[TEKS HALAMAN]
Jakarta – Sejak tahun 1920, sejumlah negara telah dilarang berpartisipasi dalam ajang Olimpiade. Hingga kini, tercatat 13 negara yang pernah mengalami larangan tersebut. Alasan di balik larangan ini beragam, mulai dari agresi perang, doping, sikap politik, hingga pelanggaran peraturan Komite Olimpiade Internasional (IOC), demikian dilaporkan oleh Al Jazeera pada Sabtu (27/7/2024).
Larangan pertama terjadi pada Olimpiade Musim Panas 1920 yang diadakan di Belgia. Pada saat itu, Austria, Bulgaria, Hungaria, Jerman, dan Turki dilarang ikut serta karena peran dan keterlibatan mereka dalam Perang Dunia I. Larangan ini merupakan langkah tegas dari IOC untuk menanggapi dampak perang yang menghancurkan.
Jerman kembali dilarang berpartisipasi dalam Olimpiade 1924 di Paris. Larangan ini merupakan perpanjangan dari larangan sebelumnya dan masih terkait dengan konsekuensi dari Perang Dunia I. Keputusan ini menunjukkan bahwa dampak perang masih dirasakan kuat dalam dunia olahraga internasional.
Olimpiade Musim Panas 1948 yang diadakan di London juga melarang Jepang dan Jerman untuk berpartisipasi. Larangan ini merupakan konsekuensi dari peran mereka dalam Perang Dunia II dan kehancuran yang ditimbulkannya. Keputusan ini mencerminkan upaya komunitas internasional untuk menegakkan perdamaian dan stabilitas pasca perang.
[/TEKS HALAMAN]
*INSTRUKSI KERJA*.
1) Tentukan apakah pernyataan (a), (b), dan (c) sesuai dengan artikel larangan Olimpiade, lalu sertakan kutipan persis dari artikel yang menjadi penentunya: (a) Larangan pertama terjadi pada Olimpiade Musim Panas 1920 di Belgia. (b) Tercatat 15 negara yang pernah dilarang ikut Olimpiade. (c) Olimpiade Musim Panas 1948 diadakan di London.
2) Menurut artikel larangan Olimpiade, negara mana saja yang dilarang ikut Olimpiade Musim Panas 1920?
3) Silakan lanjutkan artikel larangan Olimpiade mulai dari bagian setelah kalimat terakhirnya.
Item yang tercatat tidak berhubungan dengan artikel larangan Olimpiade.
[DATA TERCATAT]
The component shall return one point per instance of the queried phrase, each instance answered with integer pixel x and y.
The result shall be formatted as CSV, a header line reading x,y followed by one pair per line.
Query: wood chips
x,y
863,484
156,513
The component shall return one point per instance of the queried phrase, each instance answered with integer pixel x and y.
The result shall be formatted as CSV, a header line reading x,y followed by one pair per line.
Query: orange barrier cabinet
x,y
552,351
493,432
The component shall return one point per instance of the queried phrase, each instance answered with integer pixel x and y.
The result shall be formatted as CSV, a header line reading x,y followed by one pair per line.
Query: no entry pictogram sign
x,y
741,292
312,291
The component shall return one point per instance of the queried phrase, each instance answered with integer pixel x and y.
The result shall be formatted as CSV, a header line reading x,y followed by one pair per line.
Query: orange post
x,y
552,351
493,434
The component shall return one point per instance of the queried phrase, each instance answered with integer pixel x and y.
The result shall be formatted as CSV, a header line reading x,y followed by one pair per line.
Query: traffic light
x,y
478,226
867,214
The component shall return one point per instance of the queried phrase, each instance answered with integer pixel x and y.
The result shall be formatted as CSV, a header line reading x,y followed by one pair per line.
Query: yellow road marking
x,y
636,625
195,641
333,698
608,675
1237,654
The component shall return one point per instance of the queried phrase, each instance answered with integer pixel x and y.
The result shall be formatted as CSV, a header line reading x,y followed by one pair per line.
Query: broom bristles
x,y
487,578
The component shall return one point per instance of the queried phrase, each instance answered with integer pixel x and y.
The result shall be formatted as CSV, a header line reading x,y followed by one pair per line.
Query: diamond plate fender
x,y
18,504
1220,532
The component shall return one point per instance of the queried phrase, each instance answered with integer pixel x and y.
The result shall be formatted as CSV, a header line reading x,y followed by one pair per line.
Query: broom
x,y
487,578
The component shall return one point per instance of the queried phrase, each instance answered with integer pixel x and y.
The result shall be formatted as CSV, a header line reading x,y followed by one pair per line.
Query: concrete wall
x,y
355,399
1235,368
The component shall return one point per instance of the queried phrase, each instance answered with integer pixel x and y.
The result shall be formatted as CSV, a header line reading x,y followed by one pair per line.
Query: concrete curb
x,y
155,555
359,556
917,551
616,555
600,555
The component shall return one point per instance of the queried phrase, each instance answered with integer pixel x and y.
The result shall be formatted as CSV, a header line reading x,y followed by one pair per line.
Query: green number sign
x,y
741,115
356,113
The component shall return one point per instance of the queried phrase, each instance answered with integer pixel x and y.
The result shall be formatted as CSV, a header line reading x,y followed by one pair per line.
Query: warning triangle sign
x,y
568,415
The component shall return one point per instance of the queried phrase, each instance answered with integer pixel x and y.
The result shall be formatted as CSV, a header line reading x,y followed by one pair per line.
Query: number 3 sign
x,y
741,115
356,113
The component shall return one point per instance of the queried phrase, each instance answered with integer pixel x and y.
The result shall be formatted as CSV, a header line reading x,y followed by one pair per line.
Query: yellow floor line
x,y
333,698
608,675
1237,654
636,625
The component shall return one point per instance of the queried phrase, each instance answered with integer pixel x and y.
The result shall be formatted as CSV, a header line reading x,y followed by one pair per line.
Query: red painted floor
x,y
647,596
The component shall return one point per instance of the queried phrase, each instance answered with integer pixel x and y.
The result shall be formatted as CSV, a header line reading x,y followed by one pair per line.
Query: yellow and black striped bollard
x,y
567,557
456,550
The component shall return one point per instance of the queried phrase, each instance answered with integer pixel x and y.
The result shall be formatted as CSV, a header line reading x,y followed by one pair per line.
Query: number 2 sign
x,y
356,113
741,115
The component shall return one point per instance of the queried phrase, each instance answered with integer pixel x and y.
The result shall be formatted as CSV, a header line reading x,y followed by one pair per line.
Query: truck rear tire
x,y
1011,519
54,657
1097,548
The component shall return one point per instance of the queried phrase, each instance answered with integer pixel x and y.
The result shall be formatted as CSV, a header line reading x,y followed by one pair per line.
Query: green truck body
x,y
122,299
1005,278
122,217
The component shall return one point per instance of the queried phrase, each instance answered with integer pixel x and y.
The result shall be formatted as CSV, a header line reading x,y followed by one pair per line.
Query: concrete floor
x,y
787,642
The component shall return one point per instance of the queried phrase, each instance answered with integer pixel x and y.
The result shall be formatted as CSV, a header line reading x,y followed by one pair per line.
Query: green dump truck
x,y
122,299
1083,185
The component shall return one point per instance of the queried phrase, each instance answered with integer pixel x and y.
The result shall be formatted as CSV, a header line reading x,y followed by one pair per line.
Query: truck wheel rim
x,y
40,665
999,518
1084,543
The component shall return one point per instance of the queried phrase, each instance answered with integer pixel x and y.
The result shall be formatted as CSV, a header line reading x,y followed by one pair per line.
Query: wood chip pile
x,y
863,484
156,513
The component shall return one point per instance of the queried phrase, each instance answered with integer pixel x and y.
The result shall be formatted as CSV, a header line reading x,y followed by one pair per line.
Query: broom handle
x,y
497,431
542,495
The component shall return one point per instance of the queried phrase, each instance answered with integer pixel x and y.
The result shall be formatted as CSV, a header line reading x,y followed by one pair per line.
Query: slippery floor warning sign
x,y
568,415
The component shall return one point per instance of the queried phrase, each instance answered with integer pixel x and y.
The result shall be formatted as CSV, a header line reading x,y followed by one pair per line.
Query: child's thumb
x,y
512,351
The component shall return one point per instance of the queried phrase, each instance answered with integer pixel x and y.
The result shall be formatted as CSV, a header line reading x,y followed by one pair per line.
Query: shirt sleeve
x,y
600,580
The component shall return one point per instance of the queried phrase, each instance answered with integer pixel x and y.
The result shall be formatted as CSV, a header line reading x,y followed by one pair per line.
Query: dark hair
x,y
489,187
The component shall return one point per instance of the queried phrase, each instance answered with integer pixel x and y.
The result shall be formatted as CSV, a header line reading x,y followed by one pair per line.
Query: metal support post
[/DATA TERCATAT]
*JAWABAN*.
1)
(a) Ya: "Larangan pertama terjadi pada Olimpiade Musim Panas 1920 yang diadakan di Belgia."
(b) Tidak: "tercatat 13 negara yang pernah mengalami larangan tersebut"
(c) Ya: "Olimpiade Musim Panas 1948 yang diadakan di London"

2) Austria, Bulgaria, Hungaria, Jerman, dan Turki.

3)
Afrika Selatan dilarang berpartisipasi dalam Olimpiade dari tahun 1964 hingga 1992 karena kebijakan segregasi rasial yang diterapkan oleh rezim apartheid. Larangan ini menunjukkan sikap tegas IOC terhadap diskriminasi rasial dan upaya untuk mempromosikan kesetaraan dalam olahraga.
Pada tahun 1972, Zimbabwe atau yang saat itu dikenal sebagai Rhodesia, dilarang berpartisipasi dalam Olimpiade Munich. Larangan ini terjadi karena tekanan internasional dan protes terhadap kebijakan segregasi rasial yang diterapkan oleh negara tersebut. Keputusan ini mencerminkan solidaritas global dalam menentang diskriminasi rasial.
Pada tahun 2000, Afghanistan dilarang berpartisipasi dalam Olimpiade Melbourne karena sikap Taliban yang berkuasa terhadap kaum perempuan. Meskipun Taliban kembali berkuasa di Kabul tahun ini, atlet Afghanistan tetap berpartisipasi di Olimpiade Paris 2024, tetapi tidak di bawah bendera Taliban. Mereka akan bersaing di bawah bendera merah, hijau, dan hitam Republik Islam Afghanistan yang telah digulingkan Taliban pada 2021.
Pada Oktober 2015, Kuwait diskors oleh Komite Olimpiade Internasional karena campur tangan pemerintah dalam komite Olimpiade negara itu. Akibatnya, atlet Kuwait berpartisipasi sebagai atlet Olimpiade independen dalam Olimpiade Rio de Janeiro 2016. Keputusan ini menunjukkan pentingnya menjaga independensi komite Olimpiade nasional dari campur tangan politik.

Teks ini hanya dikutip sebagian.